[Begin The data]
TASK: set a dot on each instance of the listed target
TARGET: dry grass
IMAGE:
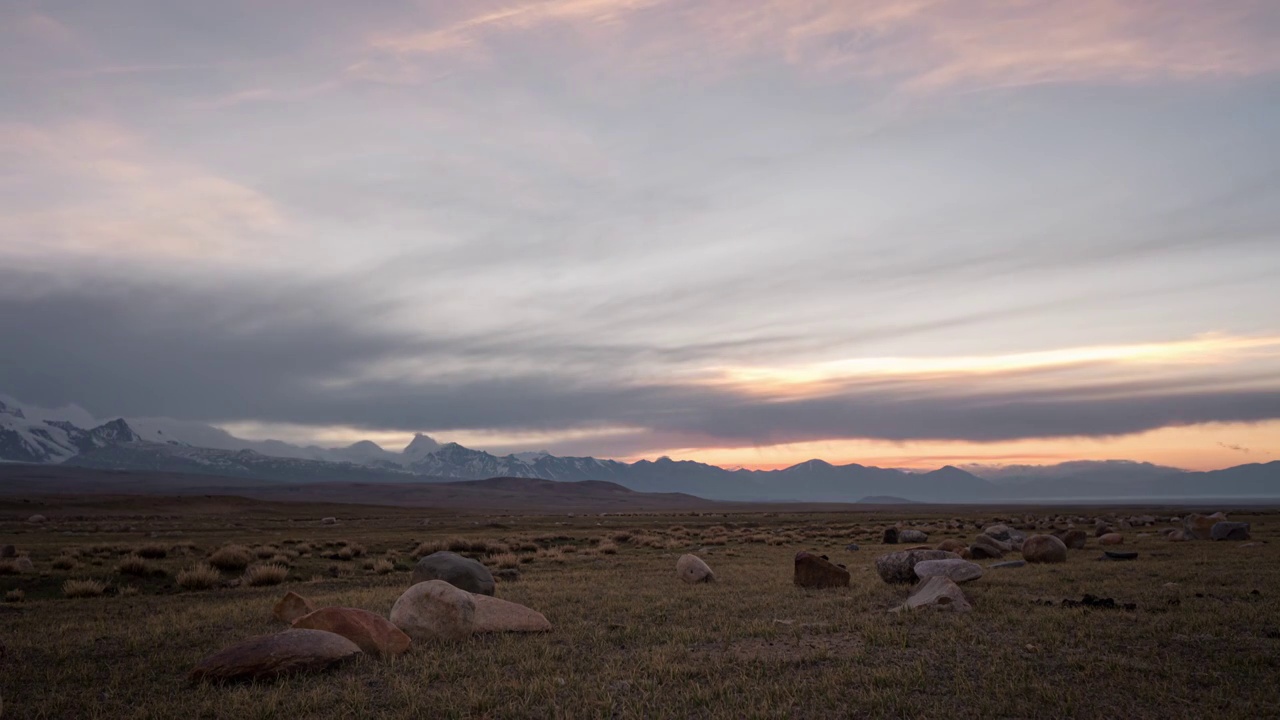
(199, 578)
(83, 588)
(231, 557)
(631, 641)
(265, 575)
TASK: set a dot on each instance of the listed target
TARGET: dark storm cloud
(301, 354)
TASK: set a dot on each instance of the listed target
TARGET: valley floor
(630, 639)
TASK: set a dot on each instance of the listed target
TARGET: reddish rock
(291, 607)
(494, 615)
(272, 656)
(1043, 548)
(373, 633)
(814, 572)
(691, 569)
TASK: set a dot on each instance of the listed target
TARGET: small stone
(1230, 531)
(956, 570)
(814, 572)
(913, 536)
(1043, 548)
(291, 607)
(693, 570)
(272, 656)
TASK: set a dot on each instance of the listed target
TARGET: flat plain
(1202, 637)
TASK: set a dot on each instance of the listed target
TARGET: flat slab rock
(266, 657)
(938, 593)
(375, 634)
(899, 568)
(956, 570)
(816, 572)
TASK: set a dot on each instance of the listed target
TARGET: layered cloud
(918, 44)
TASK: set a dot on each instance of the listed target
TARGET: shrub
(152, 551)
(133, 565)
(199, 578)
(231, 557)
(83, 588)
(265, 575)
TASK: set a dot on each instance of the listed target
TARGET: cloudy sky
(903, 232)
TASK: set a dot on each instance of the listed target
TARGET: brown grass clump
(231, 557)
(199, 578)
(152, 551)
(83, 588)
(504, 560)
(265, 575)
(133, 565)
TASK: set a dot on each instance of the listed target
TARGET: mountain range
(172, 446)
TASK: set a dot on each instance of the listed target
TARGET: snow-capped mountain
(26, 440)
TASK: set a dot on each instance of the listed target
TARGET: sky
(748, 232)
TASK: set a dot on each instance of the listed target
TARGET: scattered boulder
(996, 532)
(693, 570)
(986, 546)
(434, 610)
(291, 607)
(1043, 548)
(1073, 538)
(1230, 531)
(814, 572)
(899, 568)
(955, 570)
(494, 615)
(272, 656)
(938, 593)
(1198, 525)
(913, 536)
(1118, 555)
(373, 633)
(460, 572)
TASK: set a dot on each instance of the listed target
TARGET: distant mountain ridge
(117, 445)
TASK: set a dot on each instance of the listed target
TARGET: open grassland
(630, 639)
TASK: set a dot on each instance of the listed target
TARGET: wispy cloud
(920, 45)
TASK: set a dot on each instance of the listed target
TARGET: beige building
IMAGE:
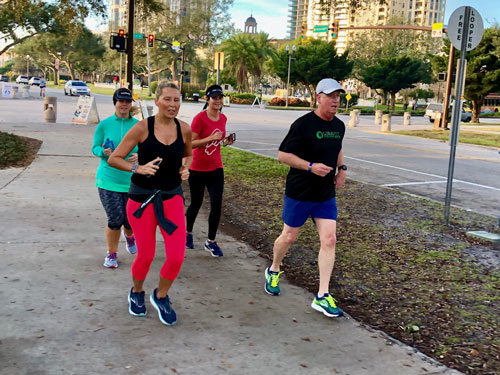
(323, 12)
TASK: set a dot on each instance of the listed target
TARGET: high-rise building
(324, 12)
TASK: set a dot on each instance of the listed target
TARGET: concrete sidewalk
(64, 313)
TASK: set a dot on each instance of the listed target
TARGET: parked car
(76, 88)
(434, 108)
(22, 79)
(34, 81)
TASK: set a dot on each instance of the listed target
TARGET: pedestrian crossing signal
(151, 40)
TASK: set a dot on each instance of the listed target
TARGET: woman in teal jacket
(113, 185)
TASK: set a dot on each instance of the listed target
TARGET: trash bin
(50, 108)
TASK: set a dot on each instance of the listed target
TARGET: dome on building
(250, 20)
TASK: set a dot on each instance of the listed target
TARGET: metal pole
(451, 59)
(149, 69)
(182, 71)
(456, 115)
(218, 67)
(130, 44)
(288, 79)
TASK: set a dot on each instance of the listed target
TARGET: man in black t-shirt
(313, 150)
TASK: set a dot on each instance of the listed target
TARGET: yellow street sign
(219, 60)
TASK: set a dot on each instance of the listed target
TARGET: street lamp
(289, 62)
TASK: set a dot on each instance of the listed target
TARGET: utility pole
(130, 44)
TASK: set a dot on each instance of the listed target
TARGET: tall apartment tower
(323, 12)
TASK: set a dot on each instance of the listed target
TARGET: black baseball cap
(122, 94)
(214, 91)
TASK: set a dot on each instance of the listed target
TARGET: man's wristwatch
(342, 167)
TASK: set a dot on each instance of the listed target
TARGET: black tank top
(167, 177)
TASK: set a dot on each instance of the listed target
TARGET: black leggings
(214, 181)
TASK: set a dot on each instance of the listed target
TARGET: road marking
(415, 183)
(422, 173)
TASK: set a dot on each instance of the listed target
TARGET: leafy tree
(394, 74)
(483, 70)
(313, 61)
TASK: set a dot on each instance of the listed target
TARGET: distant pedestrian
(113, 184)
(43, 85)
(209, 132)
(313, 150)
(155, 197)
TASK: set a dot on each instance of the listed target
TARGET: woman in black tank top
(164, 158)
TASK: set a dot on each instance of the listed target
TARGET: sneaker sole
(265, 285)
(322, 310)
(159, 313)
(210, 251)
(130, 310)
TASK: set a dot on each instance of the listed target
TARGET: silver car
(434, 108)
(76, 88)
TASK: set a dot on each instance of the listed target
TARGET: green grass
(12, 149)
(476, 137)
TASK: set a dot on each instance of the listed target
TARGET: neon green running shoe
(272, 281)
(326, 305)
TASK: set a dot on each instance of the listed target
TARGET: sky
(271, 15)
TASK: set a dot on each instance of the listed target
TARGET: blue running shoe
(272, 282)
(111, 260)
(189, 241)
(213, 248)
(326, 305)
(136, 304)
(130, 243)
(165, 312)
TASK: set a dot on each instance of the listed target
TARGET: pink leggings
(145, 237)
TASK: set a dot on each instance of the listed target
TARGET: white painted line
(416, 183)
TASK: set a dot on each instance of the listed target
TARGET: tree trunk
(476, 109)
(393, 101)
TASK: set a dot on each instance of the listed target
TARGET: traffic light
(335, 29)
(118, 41)
(151, 40)
(303, 31)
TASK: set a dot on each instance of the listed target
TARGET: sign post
(465, 30)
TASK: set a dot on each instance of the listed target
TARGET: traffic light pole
(130, 45)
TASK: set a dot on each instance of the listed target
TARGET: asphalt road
(409, 164)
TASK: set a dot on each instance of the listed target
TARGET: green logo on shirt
(327, 135)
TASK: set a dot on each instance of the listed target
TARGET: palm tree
(246, 54)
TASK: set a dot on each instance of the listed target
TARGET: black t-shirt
(315, 140)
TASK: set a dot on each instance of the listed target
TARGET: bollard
(25, 91)
(352, 121)
(437, 120)
(407, 118)
(50, 108)
(386, 123)
(378, 116)
(356, 115)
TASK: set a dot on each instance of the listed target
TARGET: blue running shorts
(295, 213)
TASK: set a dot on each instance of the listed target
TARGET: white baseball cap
(327, 86)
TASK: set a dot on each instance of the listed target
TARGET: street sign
(437, 30)
(320, 29)
(456, 26)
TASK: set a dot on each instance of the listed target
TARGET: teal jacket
(107, 177)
[End The data]
Direction: Copy the records exactly as they appear, excluding images.

Reply to the exercise:
TASK: set a dot on each instance of the listed target
TARGET: dry grass
IMAGE:
(199, 578)
(83, 588)
(231, 557)
(631, 641)
(265, 575)
TASK: set a dot on each instance of the listed target
TARGET: dark storm cloud
(301, 354)
TASK: set a dot on each instance of the listed target
TARGET: valley floor
(630, 639)
TASK: set a dot on each instance of the listed target
TARGET: reddish rock
(291, 607)
(494, 615)
(272, 656)
(1043, 548)
(373, 633)
(814, 572)
(691, 569)
TASK: set a dot on each instance of the listed target
TARGET: small stone
(1230, 531)
(956, 570)
(814, 572)
(913, 536)
(1043, 548)
(291, 607)
(693, 570)
(272, 656)
TASK: set a dot on each instance of the listed target
TARGET: flat plain
(1202, 637)
TASK: set a dot on each instance of the listed target
TARGET: flat slab rock
(266, 657)
(938, 593)
(375, 634)
(899, 568)
(956, 570)
(816, 572)
TASK: set a dot on each instance of the listed target
TARGET: layered cloud
(918, 44)
TASK: set a dot on each instance of the listed target
TARGET: shrub
(152, 551)
(133, 565)
(199, 578)
(231, 557)
(83, 588)
(265, 575)
TASK: set a dot on each instance of the listed target
TARGET: cloudy sky
(903, 232)
TASK: set a dot on each instance of the listed target
TARGET: brown grass clump
(231, 557)
(199, 578)
(152, 551)
(83, 588)
(504, 560)
(265, 575)
(133, 565)
TASK: set a dot on each instance of the listed target
TARGET: mountain range
(172, 446)
TASK: set a dot on each instance of the listed target
TARGET: snow-capped mountain
(26, 440)
TASK: set a dot on each instance of the listed target
TARGET: sky
(748, 232)
TASK: set a dot on each instance of the listed target
TARGET: scattered boulder
(996, 532)
(693, 570)
(986, 546)
(434, 610)
(291, 607)
(1043, 548)
(1073, 538)
(1230, 531)
(814, 572)
(899, 568)
(955, 570)
(494, 615)
(272, 656)
(938, 593)
(1198, 525)
(913, 536)
(1118, 555)
(373, 633)
(460, 572)
TASK: set a dot on each instance of the listed target
TARGET: distant mountain ridge
(117, 445)
TASK: set a dot on each instance of the listed target
TARGET: open grassland
(630, 639)
TASK: set a dot on each instance of the listed target
TARGET: wispy cloud
(920, 45)
TASK: set a dot on each instance of the listed target
TARGET: beige building
IMAGE:
(323, 12)
TASK: set a dot on each instance of the listed target
TARGET: high-rise building
(324, 12)
TASK: set a dot on each instance of the listed target
TARGET: concrete sidewalk
(64, 313)
TASK: set a dot on each instance of the listed target
TARGET: parked car
(76, 88)
(434, 108)
(22, 79)
(34, 81)
TASK: set a dot on each instance of the listed target
TARGET: pedestrian crossing signal
(151, 40)
TASK: set a dot on each instance of the listed target
TARGET: woman in teal jacket
(113, 185)
TASK: set a dot on each instance of the listed target
TARGET: trash bin
(50, 108)
TASK: set a dot on each instance of the listed target
TARGET: dome on building
(250, 20)
TASK: set a dot on each instance of the listed target
TARGET: metal pole
(451, 59)
(149, 69)
(182, 71)
(456, 115)
(218, 67)
(130, 44)
(288, 79)
TASK: set a dot on each instance of the listed target
TARGET: man in black t-shirt
(313, 150)
TASK: set a dot on each instance of the listed target
TARGET: yellow street sign
(219, 60)
TASK: set a dot on each instance of the listed target
TARGET: street lamp
(289, 62)
TASK: set a dot on each instance of the listed target
TARGET: utility pole
(130, 44)
TASK: set a dot on each instance of the listed target
TARGET: tall apartment tower
(323, 12)
TASK: set a dot on each instance of the listed target
TARGET: black baseball cap
(122, 94)
(214, 91)
TASK: set a dot on each instance of the listed target
TARGET: man's wristwatch
(342, 167)
TASK: set a dot on each instance of the listed target
TARGET: black tank top
(167, 177)
TASK: set a dot on each instance of the listed target
TARGET: black leggings
(214, 181)
TASK: set a dot on each instance of the listed target
TARGET: road marking
(415, 183)
(422, 173)
TASK: set a dot on each instance of the listed target
TARGET: leafy tree
(394, 74)
(483, 70)
(313, 61)
TASK: set a dot on each instance of the listed target
TARGET: distant pedestrian
(113, 184)
(43, 85)
(209, 132)
(313, 150)
(155, 197)
TASK: set a dot on each instance of the listed target
TARGET: woman in black tank top
(164, 158)
TASK: set a dot on each instance of the listed target
TARGET: sneaker sole
(265, 285)
(322, 310)
(159, 313)
(210, 251)
(130, 310)
TASK: set a dot on each instance of the listed target
TARGET: silver car
(434, 108)
(76, 88)
TASK: set a dot on each instance of the listed target
TARGET: green grass
(12, 149)
(476, 137)
TASK: set a dot on each instance of the listed target
TARGET: neon green running shoe
(272, 281)
(326, 305)
TASK: set a dot on each instance of the listed target
TARGET: sky
(271, 15)
TASK: set a dot on each instance of the listed target
TARGET: blue running shoe
(272, 282)
(111, 260)
(189, 241)
(213, 248)
(326, 305)
(136, 304)
(130, 243)
(165, 312)
TASK: set a dot on each instance of the listed target
TARGET: pink leggings
(145, 237)
TASK: set a dot on each instance of the listed target
TARGET: white painted line
(416, 183)
TASK: set a dot on each instance of the listed target
TARGET: tree trunk
(476, 109)
(393, 101)
TASK: set a dot on each instance of the listed target
TARGET: traffic light
(335, 29)
(118, 41)
(151, 40)
(303, 31)
TASK: set a dot on each instance of the listed target
TARGET: sign post
(465, 30)
TASK: set a dot on each instance of the listed target
TARGET: traffic light pole
(130, 45)
TASK: set a dot on each instance of the listed target
TARGET: asphalt road
(409, 164)
TASK: set a dot on each instance of the listed target
TARGET: green logo on shirt
(327, 135)
TASK: set a dot on each instance of the listed target
TARGET: palm tree
(246, 54)
TASK: set a dot on each instance of the listed target
TARGET: black t-shirt
(315, 140)
TASK: set a dot on each instance of the listed target
TARGET: bollard
(25, 91)
(352, 121)
(437, 120)
(407, 118)
(50, 108)
(386, 123)
(378, 116)
(356, 115)
TASK: set a dot on each instance of the listed target
TARGET: blue running shorts
(295, 213)
TASK: set a dot on each instance of the listed target
TARGET: white baseball cap
(327, 86)
TASK: set a dot on each instance of the listed target
TARGET: street sign
(437, 30)
(320, 29)
(456, 26)
TASK: set a dot on each instance of the listed target
TARGET: teal jacket
(107, 177)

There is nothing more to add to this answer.